(Exercise) Number the lines of every item below as a list, leaving out any blank lines.

+++ Exercise data +++

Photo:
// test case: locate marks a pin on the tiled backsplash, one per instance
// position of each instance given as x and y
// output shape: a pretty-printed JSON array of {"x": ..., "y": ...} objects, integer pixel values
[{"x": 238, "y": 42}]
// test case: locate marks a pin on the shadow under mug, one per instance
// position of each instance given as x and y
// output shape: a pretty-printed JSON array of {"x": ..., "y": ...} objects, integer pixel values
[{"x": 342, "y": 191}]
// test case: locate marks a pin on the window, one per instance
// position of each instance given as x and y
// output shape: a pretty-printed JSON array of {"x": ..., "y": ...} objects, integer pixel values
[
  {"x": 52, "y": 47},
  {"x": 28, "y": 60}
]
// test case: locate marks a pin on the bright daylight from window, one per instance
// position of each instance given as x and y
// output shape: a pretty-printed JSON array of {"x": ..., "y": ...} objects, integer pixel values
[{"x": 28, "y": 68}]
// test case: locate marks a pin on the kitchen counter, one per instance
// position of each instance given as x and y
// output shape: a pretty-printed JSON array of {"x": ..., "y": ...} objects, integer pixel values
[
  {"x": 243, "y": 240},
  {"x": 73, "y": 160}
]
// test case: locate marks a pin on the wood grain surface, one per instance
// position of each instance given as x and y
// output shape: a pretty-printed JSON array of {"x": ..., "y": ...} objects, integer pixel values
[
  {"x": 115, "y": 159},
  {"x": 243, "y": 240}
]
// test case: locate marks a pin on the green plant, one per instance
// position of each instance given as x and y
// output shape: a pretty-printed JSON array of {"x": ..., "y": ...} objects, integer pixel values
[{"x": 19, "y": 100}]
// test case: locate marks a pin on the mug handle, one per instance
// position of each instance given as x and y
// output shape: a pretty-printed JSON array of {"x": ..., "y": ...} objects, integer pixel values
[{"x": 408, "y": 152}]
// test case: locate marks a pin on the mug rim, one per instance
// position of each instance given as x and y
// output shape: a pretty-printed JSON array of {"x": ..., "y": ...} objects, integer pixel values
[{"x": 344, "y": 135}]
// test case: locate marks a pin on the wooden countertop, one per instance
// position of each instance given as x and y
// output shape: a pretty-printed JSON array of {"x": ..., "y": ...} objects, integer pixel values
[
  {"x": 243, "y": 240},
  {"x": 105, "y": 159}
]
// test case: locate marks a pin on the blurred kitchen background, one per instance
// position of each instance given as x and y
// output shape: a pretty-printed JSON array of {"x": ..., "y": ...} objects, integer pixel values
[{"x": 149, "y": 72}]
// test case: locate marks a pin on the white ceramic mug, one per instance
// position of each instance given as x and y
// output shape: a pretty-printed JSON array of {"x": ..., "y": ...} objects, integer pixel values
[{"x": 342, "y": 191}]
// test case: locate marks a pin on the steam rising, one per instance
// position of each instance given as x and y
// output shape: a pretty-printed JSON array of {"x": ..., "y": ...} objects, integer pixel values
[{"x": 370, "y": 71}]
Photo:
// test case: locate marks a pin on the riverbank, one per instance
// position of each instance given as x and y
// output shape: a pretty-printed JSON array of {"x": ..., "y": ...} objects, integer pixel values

+++

(Task answer)
1. Photo:
2. // test case: locate marks a pin on the tiled backsplash, one per instance
3. // position of each instance given as x and y
4. // output shape: a pretty-printed JSON array of {"x": ..., "y": ...} objects, integer pixel values
5. [{"x": 238, "y": 42}]
6. // test case: locate marks a pin on the shadow under mug, one per instance
7. // position of each instance given as x and y
8. // output shape: a pretty-printed JSON array of {"x": ..., "y": ...} objects, integer pixel values
9. [{"x": 342, "y": 191}]
10. // test case: locate marks a pin on the window, one per instance
11. // position of each instance given as x and y
12. // output shape: a pretty-printed JSON array of {"x": ..., "y": ...} objects, integer pixel values
13. [
14.   {"x": 52, "y": 47},
15.   {"x": 28, "y": 60}
16. ]
17. // test case: locate marks a pin on the bright daylight from window, one per instance
18. // position of each instance given as x and y
19. // output shape: a pretty-printed JSON array of {"x": ..., "y": ...} objects, integer pixel values
20. [{"x": 28, "y": 68}]
21. // test case: locate marks a pin on the kitchen counter, one per instance
22. // position of each instance given as x and y
23. // output shape: a pretty-printed JSON array of {"x": ..., "y": ...} objects, integer pixel values
24. [
25.   {"x": 243, "y": 240},
26.   {"x": 73, "y": 160}
27. ]
28. // test case: locate marks a pin on the wood grain surface, one per instance
29. // position of each instance given as x and y
30. // output shape: a pretty-printed JSON array of {"x": ..., "y": ...} objects, integer pixel values
31. [
32.   {"x": 115, "y": 159},
33.   {"x": 243, "y": 240}
34. ]
35. // test case: locate marks a pin on the green plant, one per instance
36. // position of each instance given as x and y
37. // output shape: a pretty-printed JSON array of {"x": ..., "y": ...} objects, integer pixel values
38. [{"x": 19, "y": 100}]
39. // test case: locate marks a pin on the mug handle, one per instance
40. // position of each instance given as x and y
41. // output shape: a pretty-printed JSON array of {"x": ..., "y": ...} objects, integer pixel values
42. [{"x": 408, "y": 152}]
43. // test case: locate marks a pin on the mug rim, one per instance
44. // position of each instance given as x and y
45. // output shape: a pretty-printed JSON array of {"x": ..., "y": ...} objects, integer pixel values
46. [{"x": 344, "y": 135}]
47. // test case: locate marks a pin on the wooden countertop, one per instance
48. // position of each instance given as x and y
49. // output shape: a pretty-printed JSON array of {"x": ..., "y": ...} objects, integer pixel values
50. [
51.   {"x": 243, "y": 240},
52.   {"x": 105, "y": 159}
53. ]
54. // test case: locate marks a pin on the blurred kitchen background, one per instance
55. // position of each instance given as x and y
56. // output shape: a pretty-printed JSON array of {"x": ..., "y": ...} objects, integer pixel values
57. [{"x": 149, "y": 72}]
58. // test case: locate marks a pin on the white ceramic mug, one per instance
59. // position of each instance given as x and y
60. // output shape: a pretty-printed JSON array of {"x": ..., "y": ...} objects, integer pixel values
61. [{"x": 342, "y": 191}]
62. // test case: locate marks a pin on the steam rising, one per instance
63. // position of each instance given as x and y
64. // output shape: a pretty-printed JSON array of {"x": ..., "y": ...} objects, integer pixel values
65. [{"x": 370, "y": 71}]
66. Photo:
67. // test case: locate marks a pin on the riverbank, one per instance
68. // position of each instance given as x and y
69. // output shape: a pretty-printed JSON array of {"x": ..., "y": ...} objects, integer pixel values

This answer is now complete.